• **AIM OF THE TASK**
Return, word for word, the part of the passage on Romanian origins starting with "Inhabited by the" and going on through "Goths and Carpi.".

• **PAGE EXTRACT**
□ □ □ □

Inhabited by the ancient Dacians, today's territory of Romania was conquered by the Roman Empire in 106, when Trajan's army defeated the army of Dacia's ruler Decebalus (see Dacian Wars). The Roman administration withdrew two centuries later, under the pressure of the Goths and Carpi.

The Romanian people was formed by the Romanization of the Roman Province of Dacia. The Romanians are descended from local populations: Dacians (Getae, Thracians) and Roman legionnaires and colonists. In the course of the two wars with the Roman legions, between 101 - 102 A.D. and. 105 - 106 A.D. respectively, the emperor Trajan succeeded after in defeating the Dacians and the greatest part of Dacia became a Roman province. The colonization with Roman or Romanized elements, the use of the Latin language and the assimilation of Roman civilization as well as the intense development of urban centres led to the Romanization of the autochthonous population. The intermarriage of Dacians with Roman colonists, formed the Daco-Roman population, which is part of the ethnogenesis process of the Romanian people.[28] This process was probably concluded by the 10th century when the assimilation of the Slavs by the Daco-Romanians was completed.[29]

Small genetic differences were reportedly found among Southeastern European populations and especially those of the DniesterCarpathian region. The genetic affinities among Dniester–Carpathian and southeastern European populations reportedly do not reflect their linguistic relationships. One Romanian study claims that ethnic and genetic differentiations occurred in these regions to a considerable extent independently of each other.[30]

Middle ages

Regions with green inhabited by significant Romanian population

During the Middle Ages Romanians were mostly known as Vlachs, a blanket term ultimately of Germanic origin, from the word Walha, used by ancient Germanic peoples to refer to Romance-speaking and Celtic neighbours. Besides the separation of some groups (Aromanians, Megleno-Romanians) during the Age of Migration, many Vlachs could be found all over the Balkans, in Transylvania[31], across Carpathian Mountains [32] as far north as Poland and as far west as the regions of Moravia (part of the modern Czech Republic), and the present-day Croatia where the Morlachs gradually disappeared, while the Catholic and Orthodox Vlachs took Croat and Serb national identity.[33] The tribal migrations that followed - such as those of Slavs, Bulgars (later Bulgarians), Hungarians, and Tatars - did not allow Romanians to develop any large centralized state, which was only achieved in the 13th century and especially in the 14th century, when the Danubian Principalities of Moldavia and Wallachia emerged to fight the Ottoman Empire.

□ □ □ □

• **SOURCE INFORMATION**
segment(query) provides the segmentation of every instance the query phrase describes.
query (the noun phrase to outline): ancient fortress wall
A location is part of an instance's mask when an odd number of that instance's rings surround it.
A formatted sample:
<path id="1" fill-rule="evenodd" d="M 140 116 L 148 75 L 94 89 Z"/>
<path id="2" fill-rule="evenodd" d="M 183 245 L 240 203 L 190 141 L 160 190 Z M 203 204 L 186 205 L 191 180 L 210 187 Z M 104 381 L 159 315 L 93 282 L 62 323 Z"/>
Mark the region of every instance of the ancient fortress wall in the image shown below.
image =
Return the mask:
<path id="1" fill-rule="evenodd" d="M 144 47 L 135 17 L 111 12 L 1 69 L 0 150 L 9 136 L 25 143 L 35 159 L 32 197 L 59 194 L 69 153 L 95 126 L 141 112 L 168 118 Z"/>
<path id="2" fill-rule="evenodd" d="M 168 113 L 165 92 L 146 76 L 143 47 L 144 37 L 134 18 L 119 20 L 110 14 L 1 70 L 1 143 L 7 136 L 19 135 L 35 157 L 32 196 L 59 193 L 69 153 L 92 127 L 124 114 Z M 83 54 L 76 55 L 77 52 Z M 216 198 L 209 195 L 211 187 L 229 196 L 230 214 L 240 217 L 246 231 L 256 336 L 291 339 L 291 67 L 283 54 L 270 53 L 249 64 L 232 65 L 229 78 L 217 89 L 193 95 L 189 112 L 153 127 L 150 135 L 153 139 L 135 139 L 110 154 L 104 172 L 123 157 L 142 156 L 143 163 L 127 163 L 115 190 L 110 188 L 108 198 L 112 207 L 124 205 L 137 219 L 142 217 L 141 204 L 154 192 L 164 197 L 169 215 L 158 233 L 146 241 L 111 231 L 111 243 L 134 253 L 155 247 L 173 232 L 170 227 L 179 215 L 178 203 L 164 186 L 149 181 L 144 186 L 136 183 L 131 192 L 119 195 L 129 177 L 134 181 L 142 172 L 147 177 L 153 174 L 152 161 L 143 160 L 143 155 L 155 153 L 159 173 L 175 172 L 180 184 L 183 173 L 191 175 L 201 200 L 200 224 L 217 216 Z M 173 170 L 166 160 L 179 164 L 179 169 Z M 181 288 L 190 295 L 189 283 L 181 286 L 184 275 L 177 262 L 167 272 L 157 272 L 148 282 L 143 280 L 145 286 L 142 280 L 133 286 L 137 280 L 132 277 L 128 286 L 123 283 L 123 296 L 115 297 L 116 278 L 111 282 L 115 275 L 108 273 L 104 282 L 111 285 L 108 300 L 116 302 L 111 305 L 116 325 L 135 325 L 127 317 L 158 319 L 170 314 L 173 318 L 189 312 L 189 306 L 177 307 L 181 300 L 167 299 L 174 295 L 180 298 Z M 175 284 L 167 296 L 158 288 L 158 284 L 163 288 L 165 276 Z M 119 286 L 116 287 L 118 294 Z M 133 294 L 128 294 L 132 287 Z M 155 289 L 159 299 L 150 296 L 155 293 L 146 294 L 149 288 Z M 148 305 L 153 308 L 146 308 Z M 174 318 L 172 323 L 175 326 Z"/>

□ □ □ □

• **RESPONSE**
Inhabited by the ancient Dacians, today's territory of Romania was conquered by the Roman Empire in 106, when Trajan's army defeated the army of Dacia's ruler Decebalus (see Dacian Wars). The Roman administration withdrew two centuries later, under the pressure of the Goths and Carpi.